▶ _Short exercise_:
Which lines in the items below contain the string "foliage"? Copy each of them out, treating uppercase and lowercase as different.

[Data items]
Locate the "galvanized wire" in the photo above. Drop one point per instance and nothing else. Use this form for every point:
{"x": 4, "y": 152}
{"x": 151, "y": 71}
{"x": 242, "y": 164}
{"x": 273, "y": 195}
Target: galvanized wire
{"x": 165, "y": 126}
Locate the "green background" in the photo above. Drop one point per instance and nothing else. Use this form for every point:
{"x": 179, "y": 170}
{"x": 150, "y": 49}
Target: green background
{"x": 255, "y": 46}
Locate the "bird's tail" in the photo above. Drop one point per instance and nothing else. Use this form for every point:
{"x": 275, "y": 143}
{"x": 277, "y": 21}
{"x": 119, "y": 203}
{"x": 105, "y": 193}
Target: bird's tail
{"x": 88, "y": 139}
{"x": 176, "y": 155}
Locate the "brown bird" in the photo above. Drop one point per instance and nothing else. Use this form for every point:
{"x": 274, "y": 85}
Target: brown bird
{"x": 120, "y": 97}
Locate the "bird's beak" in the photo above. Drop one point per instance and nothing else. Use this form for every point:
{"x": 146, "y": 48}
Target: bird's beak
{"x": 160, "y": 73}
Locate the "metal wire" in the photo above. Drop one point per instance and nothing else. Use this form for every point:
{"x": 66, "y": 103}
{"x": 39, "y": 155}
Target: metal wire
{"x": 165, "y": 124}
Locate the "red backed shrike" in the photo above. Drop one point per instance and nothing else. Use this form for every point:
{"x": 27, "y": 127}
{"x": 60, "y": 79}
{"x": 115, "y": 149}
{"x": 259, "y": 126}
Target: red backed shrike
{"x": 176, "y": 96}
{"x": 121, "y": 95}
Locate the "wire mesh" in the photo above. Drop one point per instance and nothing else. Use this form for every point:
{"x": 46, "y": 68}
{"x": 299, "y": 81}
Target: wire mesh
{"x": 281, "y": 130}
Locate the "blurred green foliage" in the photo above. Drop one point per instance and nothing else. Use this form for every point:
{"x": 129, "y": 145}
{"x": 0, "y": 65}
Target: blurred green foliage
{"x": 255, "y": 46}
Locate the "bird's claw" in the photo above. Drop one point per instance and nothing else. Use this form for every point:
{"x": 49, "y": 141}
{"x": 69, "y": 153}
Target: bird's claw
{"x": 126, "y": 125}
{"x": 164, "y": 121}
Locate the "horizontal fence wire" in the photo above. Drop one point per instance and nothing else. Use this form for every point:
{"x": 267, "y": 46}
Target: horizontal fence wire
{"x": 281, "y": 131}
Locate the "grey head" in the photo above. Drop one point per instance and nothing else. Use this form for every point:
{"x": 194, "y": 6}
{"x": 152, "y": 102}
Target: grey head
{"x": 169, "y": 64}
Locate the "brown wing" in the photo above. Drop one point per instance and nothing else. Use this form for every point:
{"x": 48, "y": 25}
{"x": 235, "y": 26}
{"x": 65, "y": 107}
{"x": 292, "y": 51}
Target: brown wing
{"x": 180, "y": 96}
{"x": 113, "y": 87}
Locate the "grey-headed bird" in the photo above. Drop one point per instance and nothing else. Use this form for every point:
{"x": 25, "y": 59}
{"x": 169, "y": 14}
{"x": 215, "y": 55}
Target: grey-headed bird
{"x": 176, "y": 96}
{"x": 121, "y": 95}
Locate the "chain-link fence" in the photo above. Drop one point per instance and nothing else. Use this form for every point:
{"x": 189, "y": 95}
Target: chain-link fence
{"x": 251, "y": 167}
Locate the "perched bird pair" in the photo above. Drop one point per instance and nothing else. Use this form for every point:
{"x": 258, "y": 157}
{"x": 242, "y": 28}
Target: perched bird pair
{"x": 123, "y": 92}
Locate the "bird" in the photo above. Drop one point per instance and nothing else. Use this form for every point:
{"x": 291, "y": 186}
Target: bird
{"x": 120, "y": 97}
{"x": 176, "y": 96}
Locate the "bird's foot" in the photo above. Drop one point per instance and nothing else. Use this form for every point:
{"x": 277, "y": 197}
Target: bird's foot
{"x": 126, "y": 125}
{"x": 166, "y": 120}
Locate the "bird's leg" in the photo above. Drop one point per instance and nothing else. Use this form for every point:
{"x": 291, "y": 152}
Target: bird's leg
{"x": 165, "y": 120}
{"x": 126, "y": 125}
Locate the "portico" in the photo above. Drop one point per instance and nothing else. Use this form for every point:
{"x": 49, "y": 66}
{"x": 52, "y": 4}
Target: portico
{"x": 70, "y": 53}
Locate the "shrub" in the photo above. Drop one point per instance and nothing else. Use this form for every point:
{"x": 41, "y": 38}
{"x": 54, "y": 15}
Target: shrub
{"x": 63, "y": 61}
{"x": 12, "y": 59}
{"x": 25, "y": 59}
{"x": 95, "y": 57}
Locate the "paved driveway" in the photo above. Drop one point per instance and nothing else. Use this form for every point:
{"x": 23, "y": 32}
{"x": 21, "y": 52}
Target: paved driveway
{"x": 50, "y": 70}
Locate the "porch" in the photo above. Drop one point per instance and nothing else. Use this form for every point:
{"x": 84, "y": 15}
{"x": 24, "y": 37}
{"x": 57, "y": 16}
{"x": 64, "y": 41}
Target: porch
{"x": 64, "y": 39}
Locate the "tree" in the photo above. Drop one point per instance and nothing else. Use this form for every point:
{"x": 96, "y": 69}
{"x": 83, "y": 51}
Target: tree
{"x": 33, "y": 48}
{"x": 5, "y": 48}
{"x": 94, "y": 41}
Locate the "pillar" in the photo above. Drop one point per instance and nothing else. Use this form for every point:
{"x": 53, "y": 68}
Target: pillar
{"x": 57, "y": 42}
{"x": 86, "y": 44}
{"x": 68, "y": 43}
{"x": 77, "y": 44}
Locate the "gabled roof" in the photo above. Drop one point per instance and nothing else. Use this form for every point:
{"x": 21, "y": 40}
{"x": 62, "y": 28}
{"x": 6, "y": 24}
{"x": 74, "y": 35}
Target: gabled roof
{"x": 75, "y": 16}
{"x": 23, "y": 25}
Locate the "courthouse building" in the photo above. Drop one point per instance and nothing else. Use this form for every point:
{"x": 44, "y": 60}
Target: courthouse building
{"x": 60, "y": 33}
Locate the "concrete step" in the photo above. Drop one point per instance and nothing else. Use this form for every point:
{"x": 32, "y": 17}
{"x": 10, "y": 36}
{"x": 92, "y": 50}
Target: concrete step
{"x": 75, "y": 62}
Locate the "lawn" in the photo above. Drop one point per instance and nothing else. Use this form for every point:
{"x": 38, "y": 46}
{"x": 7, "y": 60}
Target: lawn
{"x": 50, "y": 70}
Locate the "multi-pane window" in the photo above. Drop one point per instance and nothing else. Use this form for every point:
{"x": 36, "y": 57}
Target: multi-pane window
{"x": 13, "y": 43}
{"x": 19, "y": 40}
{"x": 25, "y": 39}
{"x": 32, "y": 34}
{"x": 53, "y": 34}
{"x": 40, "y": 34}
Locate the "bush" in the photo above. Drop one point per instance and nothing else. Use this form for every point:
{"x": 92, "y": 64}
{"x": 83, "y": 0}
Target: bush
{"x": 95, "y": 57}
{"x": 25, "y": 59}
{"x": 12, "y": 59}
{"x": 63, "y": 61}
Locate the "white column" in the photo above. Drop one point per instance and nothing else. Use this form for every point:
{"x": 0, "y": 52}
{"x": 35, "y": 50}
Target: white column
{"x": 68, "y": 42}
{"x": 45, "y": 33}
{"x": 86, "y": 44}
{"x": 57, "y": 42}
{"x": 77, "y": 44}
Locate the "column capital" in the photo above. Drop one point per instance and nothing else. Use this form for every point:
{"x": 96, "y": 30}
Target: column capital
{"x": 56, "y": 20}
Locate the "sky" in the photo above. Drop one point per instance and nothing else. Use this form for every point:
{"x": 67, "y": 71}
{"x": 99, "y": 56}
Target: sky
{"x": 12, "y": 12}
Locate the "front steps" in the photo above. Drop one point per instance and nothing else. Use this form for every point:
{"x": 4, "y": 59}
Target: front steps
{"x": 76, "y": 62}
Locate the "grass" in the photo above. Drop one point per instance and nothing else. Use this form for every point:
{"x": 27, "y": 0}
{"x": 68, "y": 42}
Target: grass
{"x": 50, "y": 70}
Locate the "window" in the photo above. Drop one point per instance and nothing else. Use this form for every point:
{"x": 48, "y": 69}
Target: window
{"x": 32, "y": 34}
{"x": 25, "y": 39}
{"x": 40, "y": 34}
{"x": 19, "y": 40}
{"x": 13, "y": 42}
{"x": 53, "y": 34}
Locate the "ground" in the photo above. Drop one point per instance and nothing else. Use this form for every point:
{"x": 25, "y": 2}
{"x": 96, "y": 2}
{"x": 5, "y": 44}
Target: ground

▶ _Task output_:
Locate the "blurred green foliage" in the photo above. Drop one point per instance and nothing else. Use this form for every point:
Target: blurred green foliage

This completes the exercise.